- Genre: Motor racing program
- Presented by: Jessica Yates
- Starring: Neil Crompton Greg Rust Mark Skaife Craig Lowndes
- Country of origin: Australia
- Original language: English
- No. of seasons: 3
- No. of episodes: 110

Production
- Production locations: Sydney, New South Wales
- Running time: 60 minutes (including commercials)

Original release
- Network: Fox Sports
- Release: 3 March 2015 – 22 November 2017

Related
- RPM Supercars Life V8Xtra

= Inside Supercars =

Inside Supercars was an Australian television series, based on the Supercars Championship, that aired on Fox Sports.

==Format==
===2015–16===
Each episode featured a panel of guests, led by two regular hosts; journalist Greg Rust and former championship-winner Mark Skaife. They were normally joined on the panel by a rotating selection of two current Supercars Championship drivers, as well as contributions from at least one other expert commentator. These contributors included former drivers, journalists and even outsiders to the sport, such as former netball player Liz Ellis. The series featured event previews and reviews, as well as extended pre-recorded interviews with major figures from the category. The show aired on Tuesdays at 7.30pm on Fox Sports 5, and was repeated various times during the week on the network. It also airs on Sky Sport in New Zealand.

- WHAT IS ASKED
1. According to the Inside Supercars article, on what day and at what time did the show air, and on which channel?
2. Name everyone listed under "Starring" in the Inside Supercars article.
3. Carry on the Inside Supercars article from its last sentence.
The rows after this point are separate material, not part of the Inside Supercars article.

[Detection annotation rows]

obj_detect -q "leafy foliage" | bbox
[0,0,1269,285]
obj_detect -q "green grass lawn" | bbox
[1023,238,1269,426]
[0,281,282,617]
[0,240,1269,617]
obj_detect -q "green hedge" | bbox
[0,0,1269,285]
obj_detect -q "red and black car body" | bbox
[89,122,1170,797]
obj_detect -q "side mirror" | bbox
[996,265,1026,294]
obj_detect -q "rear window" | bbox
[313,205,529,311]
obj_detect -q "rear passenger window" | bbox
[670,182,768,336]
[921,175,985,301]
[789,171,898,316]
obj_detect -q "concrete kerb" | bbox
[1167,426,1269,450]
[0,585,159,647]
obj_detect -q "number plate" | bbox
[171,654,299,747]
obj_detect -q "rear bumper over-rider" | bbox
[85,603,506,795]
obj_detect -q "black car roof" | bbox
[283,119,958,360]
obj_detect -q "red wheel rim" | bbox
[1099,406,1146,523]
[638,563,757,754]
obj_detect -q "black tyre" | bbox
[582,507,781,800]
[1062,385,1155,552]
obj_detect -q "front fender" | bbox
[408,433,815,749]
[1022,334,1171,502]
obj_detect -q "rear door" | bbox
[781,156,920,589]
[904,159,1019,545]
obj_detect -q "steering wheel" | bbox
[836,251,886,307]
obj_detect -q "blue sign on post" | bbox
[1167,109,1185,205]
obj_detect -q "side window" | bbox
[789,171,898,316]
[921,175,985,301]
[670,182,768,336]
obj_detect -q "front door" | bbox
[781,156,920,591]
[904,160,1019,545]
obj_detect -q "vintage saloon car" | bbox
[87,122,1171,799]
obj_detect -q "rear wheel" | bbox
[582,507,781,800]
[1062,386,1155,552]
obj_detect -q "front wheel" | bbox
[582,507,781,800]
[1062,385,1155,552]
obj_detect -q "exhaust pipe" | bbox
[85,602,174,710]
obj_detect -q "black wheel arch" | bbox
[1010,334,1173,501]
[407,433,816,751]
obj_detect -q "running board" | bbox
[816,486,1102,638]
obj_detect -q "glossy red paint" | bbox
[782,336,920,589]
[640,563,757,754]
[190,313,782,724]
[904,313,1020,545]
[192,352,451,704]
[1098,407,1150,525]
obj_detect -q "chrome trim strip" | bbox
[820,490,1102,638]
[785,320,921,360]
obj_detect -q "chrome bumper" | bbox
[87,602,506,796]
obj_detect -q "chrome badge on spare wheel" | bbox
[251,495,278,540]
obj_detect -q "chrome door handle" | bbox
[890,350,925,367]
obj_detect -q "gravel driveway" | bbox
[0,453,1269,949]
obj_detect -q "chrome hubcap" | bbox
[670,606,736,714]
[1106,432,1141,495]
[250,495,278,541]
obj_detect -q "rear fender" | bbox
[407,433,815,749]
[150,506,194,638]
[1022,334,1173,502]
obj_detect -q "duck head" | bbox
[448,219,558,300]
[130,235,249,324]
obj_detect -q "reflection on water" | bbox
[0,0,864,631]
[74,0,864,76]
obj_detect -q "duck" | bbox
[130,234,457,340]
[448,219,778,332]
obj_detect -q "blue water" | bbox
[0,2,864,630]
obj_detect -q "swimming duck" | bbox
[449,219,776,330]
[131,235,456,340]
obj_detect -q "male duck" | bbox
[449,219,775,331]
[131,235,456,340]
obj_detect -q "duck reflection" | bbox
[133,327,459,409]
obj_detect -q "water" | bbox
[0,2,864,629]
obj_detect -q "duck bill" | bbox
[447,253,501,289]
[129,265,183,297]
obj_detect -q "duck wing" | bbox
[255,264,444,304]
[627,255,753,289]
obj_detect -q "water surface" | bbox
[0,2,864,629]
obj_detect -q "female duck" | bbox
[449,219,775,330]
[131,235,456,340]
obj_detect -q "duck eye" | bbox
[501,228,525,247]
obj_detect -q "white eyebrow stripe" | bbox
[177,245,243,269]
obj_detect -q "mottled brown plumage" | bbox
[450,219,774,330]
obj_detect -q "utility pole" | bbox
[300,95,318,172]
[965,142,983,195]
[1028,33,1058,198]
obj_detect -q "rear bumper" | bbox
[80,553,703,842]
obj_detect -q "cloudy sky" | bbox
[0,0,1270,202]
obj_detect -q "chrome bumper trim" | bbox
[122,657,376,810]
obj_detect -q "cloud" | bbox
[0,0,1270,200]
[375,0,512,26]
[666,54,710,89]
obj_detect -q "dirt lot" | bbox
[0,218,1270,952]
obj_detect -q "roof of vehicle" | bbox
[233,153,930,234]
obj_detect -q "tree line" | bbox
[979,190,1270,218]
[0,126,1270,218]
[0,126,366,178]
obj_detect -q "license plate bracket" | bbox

- ANSWERS BELOW
1. Tuesdays at 7.30pm on Fox Sports 5.

2. Neil Crompton, Greg Rust, Mark Skaife, Craig Lowndes

3.
===2017===
In 2017 the show was re-launched with Fox Sports journalist Jessica Yates taking over from Rust as host of the show. Skaife and Neil Crompton remained as senior panellists, with Rust joining the three in hosting several special episodes at team workshops in between events.

==History==
In late 2013 it was announced that Fox Sports, in a shared deal with Network Ten, had acquired the broadcast rights for what was then known as the V8 Supercars series, as of the 2015 season. To accompany their new coverage of the category, in early 2015 Fox Sports launched both this series as well as the documentary-style Supercars Life series. The first episode was broadcast on 3 March, two days after the opening event of the 2015 season; the 2015 Clipsal 500 Adelaide. The episode featured James Courtney, the winner of the Adelaide event, and Scott McLaughlin as the inaugural driver guests, with Liz Ellis and Riana Crehan also joining Rust and Skaife on the panel.

The series returned for 2016 on 8 March, two days after the 2016 Clipsal 500 Adelaide. The episode featured the event winner Nick Percat and one of the Saturday pole-sitters Scott Pye as driver guests. Russell Ingall joined the series as a semi-regular panellist in 2016, while Neil Crompton provided feature interviews with team managers. In 2017, the series was re-launched on Wednesday nights, with Yates taking over as host from Rust as one of various changes to the format and presentation of the show.

==Demise==
In early 2018 it was announced that the show would not return, with the studio-based show to be replaced by a new show, Supercars Trackside. The new show airs on the Thursday and Sunday nights of each event in the Supercars Championship and features Yates, Skaife and Ingall as the main presenters.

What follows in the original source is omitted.